◆ **Goal**:
Reproduce the records below from the line containing "of the floor" up to and including the final line, requests included, shifting every coordinate in the answers by adding 68 to each number. Give only those lines.

[Records from a dataset]
====
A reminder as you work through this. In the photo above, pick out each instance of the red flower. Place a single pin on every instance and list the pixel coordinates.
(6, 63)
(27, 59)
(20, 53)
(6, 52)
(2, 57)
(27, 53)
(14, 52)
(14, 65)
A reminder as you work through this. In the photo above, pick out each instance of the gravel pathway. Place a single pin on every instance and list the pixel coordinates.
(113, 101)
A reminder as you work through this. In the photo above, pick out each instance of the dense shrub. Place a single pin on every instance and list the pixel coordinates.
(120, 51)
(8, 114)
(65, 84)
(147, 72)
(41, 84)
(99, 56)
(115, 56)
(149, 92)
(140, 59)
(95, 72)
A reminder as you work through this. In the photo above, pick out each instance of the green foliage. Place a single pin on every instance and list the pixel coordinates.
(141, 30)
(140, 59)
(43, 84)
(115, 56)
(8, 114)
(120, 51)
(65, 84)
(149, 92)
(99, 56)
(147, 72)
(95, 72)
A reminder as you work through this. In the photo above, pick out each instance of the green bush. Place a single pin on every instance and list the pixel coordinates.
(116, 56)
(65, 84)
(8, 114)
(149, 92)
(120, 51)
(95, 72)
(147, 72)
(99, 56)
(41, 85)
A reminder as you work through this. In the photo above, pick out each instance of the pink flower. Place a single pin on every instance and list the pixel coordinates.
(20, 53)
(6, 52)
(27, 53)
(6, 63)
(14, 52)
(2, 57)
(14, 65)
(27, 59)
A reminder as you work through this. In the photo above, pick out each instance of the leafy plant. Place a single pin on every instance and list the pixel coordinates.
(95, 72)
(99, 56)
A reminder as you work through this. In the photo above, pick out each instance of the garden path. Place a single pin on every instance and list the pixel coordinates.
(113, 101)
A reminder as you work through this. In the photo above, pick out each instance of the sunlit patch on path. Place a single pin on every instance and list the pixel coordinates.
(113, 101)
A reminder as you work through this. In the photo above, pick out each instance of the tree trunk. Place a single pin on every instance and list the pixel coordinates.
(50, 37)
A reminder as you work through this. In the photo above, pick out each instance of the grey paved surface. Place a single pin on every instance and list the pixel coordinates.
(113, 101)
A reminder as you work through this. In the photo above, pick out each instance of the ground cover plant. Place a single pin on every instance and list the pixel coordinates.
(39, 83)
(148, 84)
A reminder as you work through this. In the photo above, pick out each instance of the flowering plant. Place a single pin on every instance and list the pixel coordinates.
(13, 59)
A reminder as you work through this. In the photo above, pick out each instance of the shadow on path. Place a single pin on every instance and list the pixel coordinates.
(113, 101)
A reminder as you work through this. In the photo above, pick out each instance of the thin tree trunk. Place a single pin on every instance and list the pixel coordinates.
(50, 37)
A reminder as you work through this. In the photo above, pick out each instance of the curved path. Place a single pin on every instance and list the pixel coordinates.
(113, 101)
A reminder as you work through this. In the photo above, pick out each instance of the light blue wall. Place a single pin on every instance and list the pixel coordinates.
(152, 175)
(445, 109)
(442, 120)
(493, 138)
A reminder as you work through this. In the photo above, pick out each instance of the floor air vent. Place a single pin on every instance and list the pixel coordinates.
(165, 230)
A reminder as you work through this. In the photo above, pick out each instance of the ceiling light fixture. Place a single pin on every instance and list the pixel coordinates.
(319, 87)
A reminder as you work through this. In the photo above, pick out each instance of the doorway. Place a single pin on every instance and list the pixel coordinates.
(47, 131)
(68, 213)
====
◆ **Reply to the task**:
A reminder as you work through this. In the photo above, pick out each instance of the floor air vent. Place a single pin on every instance and list the pixel coordinates.
(233, 298)
A reminder as you work through this. In the photo above, pick out each instance of the ceiling light fixture. Place a single pin on every instance and list the pixel coordinates.
(387, 155)
A reminder as you work through this. In the photo above, pick out each instance of the doorway. Place a single pin on every instance and list the pixel coordinates.
(115, 199)
(136, 281)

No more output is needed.